_Stated problem_
Write out the material again word for word, dropping any images it holds.

==== Materials provided

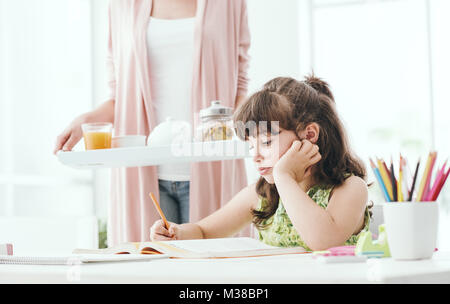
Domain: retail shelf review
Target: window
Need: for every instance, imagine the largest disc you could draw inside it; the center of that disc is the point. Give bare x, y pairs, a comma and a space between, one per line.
376, 55
45, 80
388, 65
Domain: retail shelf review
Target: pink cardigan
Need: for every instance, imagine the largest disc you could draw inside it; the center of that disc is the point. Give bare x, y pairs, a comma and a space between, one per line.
222, 40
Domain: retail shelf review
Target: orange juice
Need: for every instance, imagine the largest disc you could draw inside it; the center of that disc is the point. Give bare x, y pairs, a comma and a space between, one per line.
97, 140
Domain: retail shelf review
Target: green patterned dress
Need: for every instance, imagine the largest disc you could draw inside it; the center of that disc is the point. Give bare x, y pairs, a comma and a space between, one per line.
281, 233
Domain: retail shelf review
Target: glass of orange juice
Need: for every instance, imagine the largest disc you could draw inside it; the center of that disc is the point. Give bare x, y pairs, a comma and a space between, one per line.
97, 135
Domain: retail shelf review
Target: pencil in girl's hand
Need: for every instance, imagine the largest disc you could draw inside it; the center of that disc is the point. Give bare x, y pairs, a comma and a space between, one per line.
394, 183
411, 192
158, 208
376, 172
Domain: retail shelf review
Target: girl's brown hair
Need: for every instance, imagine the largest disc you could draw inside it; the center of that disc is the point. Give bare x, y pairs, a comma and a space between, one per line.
294, 105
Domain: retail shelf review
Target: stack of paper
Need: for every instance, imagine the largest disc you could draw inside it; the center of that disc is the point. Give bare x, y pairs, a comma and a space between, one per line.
6, 249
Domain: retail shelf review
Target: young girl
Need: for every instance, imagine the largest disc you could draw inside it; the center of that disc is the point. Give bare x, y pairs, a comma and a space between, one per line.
312, 191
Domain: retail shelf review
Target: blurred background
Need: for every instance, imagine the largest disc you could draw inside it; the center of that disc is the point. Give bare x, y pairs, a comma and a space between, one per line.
387, 62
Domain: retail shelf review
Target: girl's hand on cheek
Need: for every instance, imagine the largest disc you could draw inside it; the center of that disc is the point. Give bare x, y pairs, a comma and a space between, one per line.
297, 161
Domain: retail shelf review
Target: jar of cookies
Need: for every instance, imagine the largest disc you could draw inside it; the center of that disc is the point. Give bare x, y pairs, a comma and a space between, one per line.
216, 123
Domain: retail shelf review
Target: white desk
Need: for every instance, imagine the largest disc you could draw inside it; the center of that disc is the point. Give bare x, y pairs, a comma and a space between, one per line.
290, 269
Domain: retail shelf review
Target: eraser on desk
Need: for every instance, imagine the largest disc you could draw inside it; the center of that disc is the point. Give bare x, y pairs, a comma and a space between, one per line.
340, 259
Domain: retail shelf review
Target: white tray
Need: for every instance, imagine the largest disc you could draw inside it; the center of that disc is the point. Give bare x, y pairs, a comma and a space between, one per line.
153, 156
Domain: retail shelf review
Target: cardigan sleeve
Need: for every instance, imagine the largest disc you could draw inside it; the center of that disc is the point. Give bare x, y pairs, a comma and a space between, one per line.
244, 46
110, 66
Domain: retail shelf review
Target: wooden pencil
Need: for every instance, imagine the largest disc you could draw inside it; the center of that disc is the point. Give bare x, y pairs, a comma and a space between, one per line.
427, 189
424, 179
394, 183
439, 176
158, 208
411, 192
386, 178
376, 172
438, 191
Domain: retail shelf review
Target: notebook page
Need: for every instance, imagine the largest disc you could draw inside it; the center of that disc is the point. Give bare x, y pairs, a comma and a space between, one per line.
220, 245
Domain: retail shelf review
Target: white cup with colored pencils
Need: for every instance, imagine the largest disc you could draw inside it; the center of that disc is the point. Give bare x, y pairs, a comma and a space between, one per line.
411, 211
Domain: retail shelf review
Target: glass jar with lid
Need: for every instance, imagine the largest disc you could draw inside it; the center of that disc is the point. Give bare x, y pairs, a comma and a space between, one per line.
216, 123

========

_Solution below_
Domain: retail shelf review
Target: window
Need: for every instance, imagine the largest disc you could draw inside it; the center of that disc is the point. Give bare x, y pairs, a comma and a space between, one per line.
376, 55
45, 80
388, 65
Domain: retail shelf review
Target: pink cardigan
Need: for every instance, imagine the largest disc you could draw inside it; the center of that disc is the point. Give bare x, y pairs, a comma and a space between, one per line.
222, 40
Domain: retail shelf review
Target: orange juice
Need: for every instance, imagine the largest disc you could draw inside it; the center of that disc is the point. Give bare x, y pairs, a comma and a space between, one per line.
97, 140
Domain: retail shelf review
Target: green patterned dress
Need: for every instance, imagine the largest disc you could draw inside it; the center of that disc is the point. Give bare x, y pairs, a comma and a space between, one per line.
281, 233
Domain: retail shelf review
Target: glass of orange juice
Need: for every instance, imagine the largest disc you could draw inside it; the center of that disc is the point. Give bare x, y pairs, a comma and a space between, one per line.
97, 135
Domain: retail shelf review
Target: pencil in girl's hand
Need: for every instance, imagine the largest disc you could draw inside it; the center of that disc is the point. Give bare x, y pairs, a comma and a space between, one per line.
394, 183
411, 192
158, 208
376, 172
Domain: retail shelf review
Target: girl's brown hair
Need: for every instance, imagine the largest disc you could draw inside it; the center of that disc is the point. Give bare x, y pairs, a comma and a space between, one per line.
294, 105
Domain: retail shelf review
Target: stack of paper
Need: for every instance, imagine the largest disc you could draw inside it; the center of that disc is the point. Give bare x, y pairs, a comma and a space between, one per line.
6, 249
Domain: retail shelf review
Target: young girl
Need: for every instance, imagine the largest disc you could draw inside it; the center of that disc is the point. Give bare x, y pairs, a comma and a space between, one per line.
312, 191
Domain: retail shelf review
Target: blurred background
Need: for every instance, imagine the largest disc you could draw inside it; the center of that disc is the point. Give bare x, y pairs, a comma and a space between, one per line.
387, 62
Domain: retail shelf review
Target: girl's hand on cheek
Need: for every instance, imagine the largest disc you could draw inside it; the center of that disc is the point. Give bare x, y pairs, a comma and a space between, one per line.
297, 161
Domain: retail shelf review
Target: jar of cookies
Need: for every instance, imagine the largest disc you could draw inside it; the center of that disc is the point. Give bare x, y pairs, a comma and a space between, one per line.
216, 123
Domain: retail shelf review
Target: white desk
Need: for every instance, imagine the largest disc you could draw inside it; the center of that disc is the point. Give bare x, y pairs, a comma and a space between, one per line.
290, 269
Domain: retail shelf review
Target: eraser on desk
Need: for every instance, imagine the largest disc you could draw inside it; the center of that disc is the point. Give bare x, y pairs, a comma and a space between, one per line.
340, 259
Domain: retail shelf review
Target: white tray
Need: for every instance, imagine the largest disc you could draw inside it; the center of that disc is the point. Give bare x, y pairs, a comma and a space between, one per line.
153, 156
Domain: retail shelf review
Target: cardigan sleeve
Need: for every instance, imagine the largest disc you could draw inside it; the center of that disc is the point. Give bare x, y pairs, a comma and a space between, one per line.
244, 46
110, 66
Domain: retail shelf review
Target: wooden pencil
Need: for every instance, imagine the largest disc you could draw inside it; the center of that disc is the point. Give bare x, y pairs, a comma and a space between, one per line.
427, 189
424, 179
394, 183
439, 176
158, 208
411, 192
386, 178
376, 172
438, 191
Domain: retail shelf review
Target: notebook page
Need: for every instance, imagine the largest disc you could draw inside it; the center of that disc is the point. Give bare x, y pairs, a comma and a space between, one per line.
220, 245
Domain: retail shelf review
Target: white cup with colored pencils
Need: for every instance, imagine the largest disc you could draw inside it; the center of that disc is the point. Give bare x, y pairs, a comma and a space between, one per line.
411, 211
Domain: retail shelf review
Target: glass jar with lid
Need: for every instance, imagine the largest disc you could draw inside it; the center of that disc is the point. Give bare x, y pairs, a comma and a space between, one per line.
216, 123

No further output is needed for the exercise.